Una tentación que ronda a los creadores de toda estirpe. Ahí están los bigotes que pintó Marcel Duchamp a la Gioconda de Da Vinci; o las óperas que traspasan tiempos y espacios; o los remakes de grandes películas; o las miles de versiones de canciones populares.

No temer y arriesgar es la clave. Toda iniciativa literaria está bien, asegura José Carlos Mainer, catedrático de Literatura Española y autor de La edad de plata. 1902-1939. "No soy nada prohibicionista. Esta iniciativa es inédita, una especie de segunda vida". Aunque aclara que depende de quien lo haga. Las obras tienen su ficha y es muy difícil moverlas de ahí. "Un libro de estos que busca revisar y actualizar obras memorables es legítimo como nueva literatura, pero como adaptación del clásico hará poco. Los clásicos están ahí".

Lo más popular son las adaptaciones de libros para jóvenes y niños, la actualización del vocabulario en obras antiguas o versiones especiales de libros como la Biblia o clásicos griegos. De la misma manera que al traducir a otro idioma a algunos clásicos se utiliza el lenguaje actual, ¿por qué negarles esa modernización en su propia lengua?
Fiel e infiel

¿Pero es necesaria una reescritura? Martín Casariego, uno de los que ha participado en la versión de El Lazarillo de Tormes, lo tiene claro: "Los clásicos tienen un problema, y es que si los lees tal cual hay cosas que se pierden. O condicionan la lectura por las notas a pie de página, por ejemplo". No tiene dudas de que algunos de estos libros canónicos son mejorables. Aunque reconoce que esta colección de 451.Re: tiene algo de fiel e infiel. "Fiel porque siempre se le dice al lector que se trata de una versión libre, e infiel porque en su lectura el que no haya leído el original no sabe realmente qué es verdad y que no".

Más dudas sobre este tú a tú con los clásicos tiene la poeta Clara Janés, autora de Los números oscuros: "Se habla mucho de reescritura y sólo me parece lícita la reescritura de algo escrito por uno mismo. Creo que si se trata de textos ajenos es otra cosa. Está bien actualizar el vocabulario y facilitar así el acceso a una obra que resulta de gran dificultad para el lector de hoy, y es enorme la riqueza que en este sentido tiene España. Pero ¿quién podría atreverse a cambiar una palabra de un soneto de Quevedo o de Góngora? De ser editora, yo iría con gran cautela y me limitaría a lo imprescindible, que es mucho".

Todo lo que sea divulgar está bien para Juan Eduardo Zúñiga. "El peligro es que se haga simplificando la obra. Se corre el riesgo de perder su esencia porque el lector joven o primerizo puede quedarse con una idea falsa de esa realidad creativa". El autor de Capital de la gloria duda que tras la modernización o transformación del clásico en algo contemporáneo sea aprovechado por el lector como una obra de actualidad. "Sería fundamental que estas obras no quedaran mermadas porque podría perjudicar a otras áreas de la literatura".

**Líneas extraídas:**
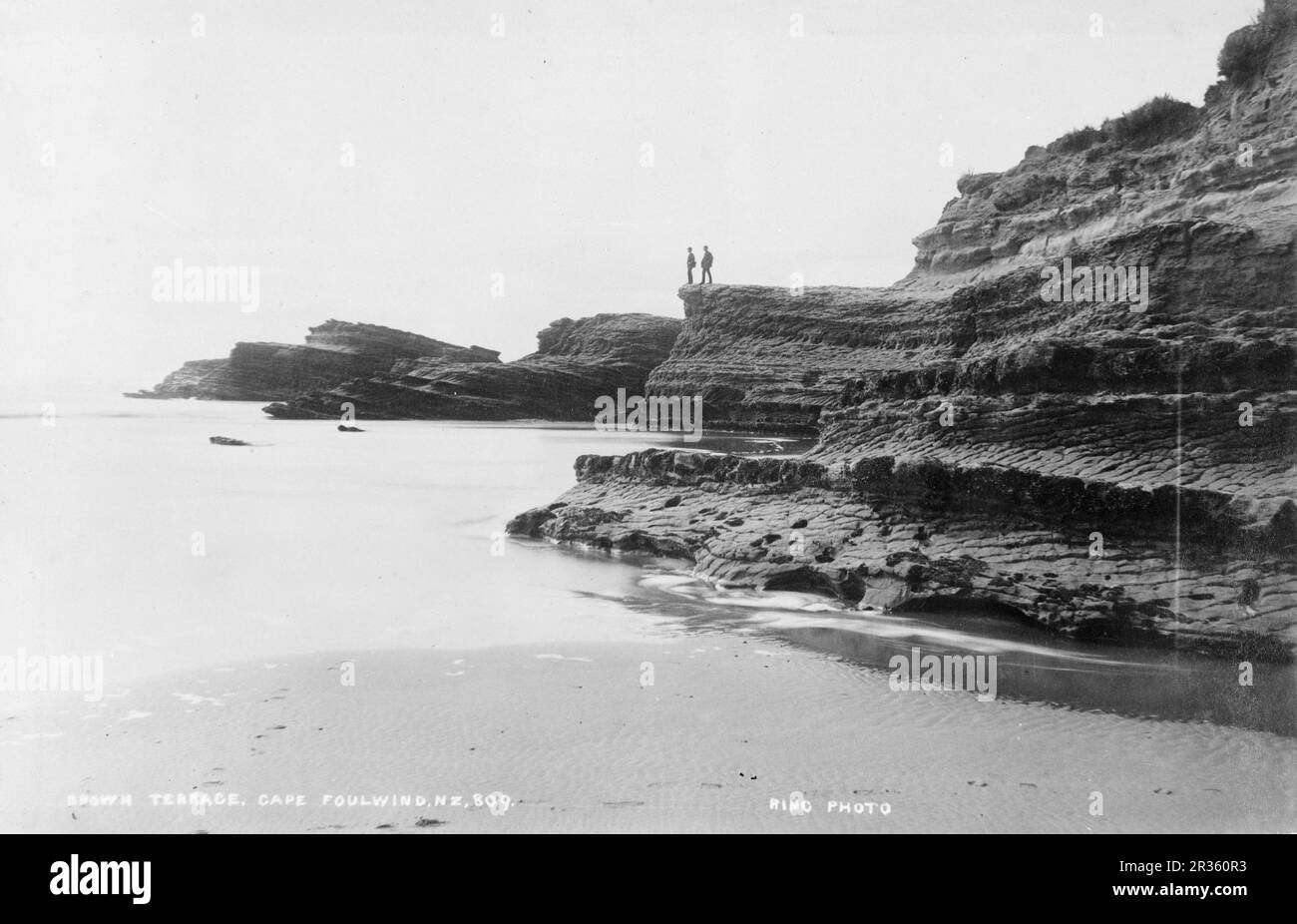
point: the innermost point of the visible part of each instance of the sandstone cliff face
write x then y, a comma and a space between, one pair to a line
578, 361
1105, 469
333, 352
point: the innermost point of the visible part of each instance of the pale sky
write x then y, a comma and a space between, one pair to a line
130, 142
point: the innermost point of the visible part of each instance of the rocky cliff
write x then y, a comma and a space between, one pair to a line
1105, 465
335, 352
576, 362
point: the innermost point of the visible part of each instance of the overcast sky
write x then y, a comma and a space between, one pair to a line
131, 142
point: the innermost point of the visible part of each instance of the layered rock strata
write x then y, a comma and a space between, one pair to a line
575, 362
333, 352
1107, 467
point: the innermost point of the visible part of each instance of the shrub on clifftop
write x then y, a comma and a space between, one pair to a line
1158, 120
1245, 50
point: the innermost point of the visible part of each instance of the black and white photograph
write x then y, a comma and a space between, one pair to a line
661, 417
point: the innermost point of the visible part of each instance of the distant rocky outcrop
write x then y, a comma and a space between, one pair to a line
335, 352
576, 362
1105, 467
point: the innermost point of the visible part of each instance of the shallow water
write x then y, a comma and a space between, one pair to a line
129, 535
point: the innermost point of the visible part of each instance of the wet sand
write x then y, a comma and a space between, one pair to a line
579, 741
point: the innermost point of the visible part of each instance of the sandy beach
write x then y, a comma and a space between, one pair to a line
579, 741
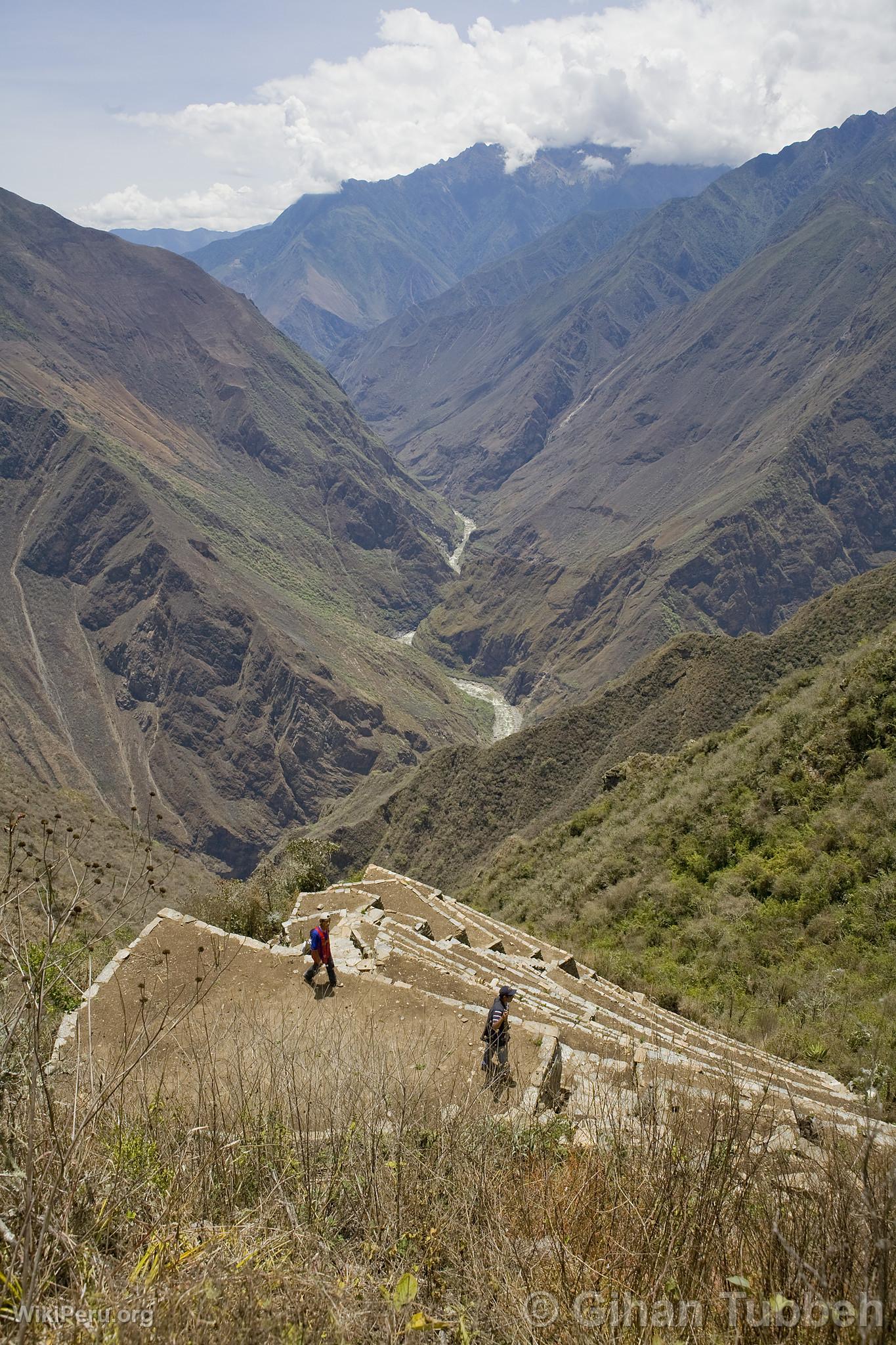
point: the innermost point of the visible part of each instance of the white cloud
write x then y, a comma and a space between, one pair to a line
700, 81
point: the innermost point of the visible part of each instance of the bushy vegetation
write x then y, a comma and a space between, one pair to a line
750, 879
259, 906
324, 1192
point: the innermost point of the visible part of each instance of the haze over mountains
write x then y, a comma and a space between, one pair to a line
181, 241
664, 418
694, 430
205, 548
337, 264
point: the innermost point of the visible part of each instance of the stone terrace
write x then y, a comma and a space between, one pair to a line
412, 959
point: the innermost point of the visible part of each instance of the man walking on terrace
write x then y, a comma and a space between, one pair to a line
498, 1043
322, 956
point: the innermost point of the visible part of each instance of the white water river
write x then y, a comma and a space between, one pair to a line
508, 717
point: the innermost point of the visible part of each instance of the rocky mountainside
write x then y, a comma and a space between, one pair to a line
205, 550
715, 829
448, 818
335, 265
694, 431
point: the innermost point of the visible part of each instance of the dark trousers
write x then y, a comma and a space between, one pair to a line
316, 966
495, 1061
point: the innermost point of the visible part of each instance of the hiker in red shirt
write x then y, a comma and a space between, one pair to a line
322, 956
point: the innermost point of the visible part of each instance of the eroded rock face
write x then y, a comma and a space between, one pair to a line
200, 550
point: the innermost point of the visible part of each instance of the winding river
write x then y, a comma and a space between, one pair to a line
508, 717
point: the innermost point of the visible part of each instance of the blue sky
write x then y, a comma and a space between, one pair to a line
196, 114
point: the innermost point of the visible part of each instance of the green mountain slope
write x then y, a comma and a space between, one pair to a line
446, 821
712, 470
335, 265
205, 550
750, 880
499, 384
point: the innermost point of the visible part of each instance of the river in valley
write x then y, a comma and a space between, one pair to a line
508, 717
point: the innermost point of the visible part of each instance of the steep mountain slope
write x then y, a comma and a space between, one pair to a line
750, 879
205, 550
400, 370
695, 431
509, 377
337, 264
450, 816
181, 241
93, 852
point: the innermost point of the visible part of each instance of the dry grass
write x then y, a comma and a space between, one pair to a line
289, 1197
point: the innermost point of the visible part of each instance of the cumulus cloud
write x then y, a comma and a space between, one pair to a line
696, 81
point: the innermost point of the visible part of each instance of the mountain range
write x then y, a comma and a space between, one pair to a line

**Problemas por resolver:**
- a) Transcribe sin cambios el texto sobre la reescritura de los clásicos desde "Lo más popular" hasta "su propia lengua?".
- b) Por favor, continúa el texto sobre la reescritura de los clásicos a partir de su última oración.

**Respuestas:**
- a)
Lo más popular son las adaptaciones de libros para jóvenes y niños, la actualización del vocabulario en obras antiguas o versiones especiales de libros como la Biblia o clásicos griegos. De la misma manera que al traducir a otro idioma a algunos clásicos se utiliza el lenguaje actual, ¿por qué negarles esa modernización en su propia lengua?

- b)
Uno de los que ya ha entrado tres veces a ese Olimpo literario es Luisgé Martín. A finales de los noventa cuando creó una novela a partir de Tadzio, el efebo de rizos dorados creado por Thomas Mann en Muerte en Venecia. Después volvió para hacer una adaptación juvenil de El Lazarillo de Tormes, y ahora para revisar la vida de Rodrigo Díaz de Vivar en ¡Mio Cid!, de la colección 451.Re:. Tres libros con dos acercamientos distintos. En Tadzio fue un ejercicio metaliterario. "No tengo ninguna sensación ni de deuda ni de irreverencia. Aprovecho iconos para dar una imagen más cercana. En los otros dos casos son aproximaciones más funcionales o instrumentalizadas. Lo que quiero es acercar esos textos a un público que siente respeto o antipatía hacia los clásicos o ese marchamo de académico, quitarle ese barniz". Sobre el riesgo de confundir al lector, Martín asegura que no hay tal porque todos saben que hay versiones de todo. "La literatura es meter la mano donde uno puede y tratar de extraer la belleza, el placer, las ideas o algo estético, venga de donde venga".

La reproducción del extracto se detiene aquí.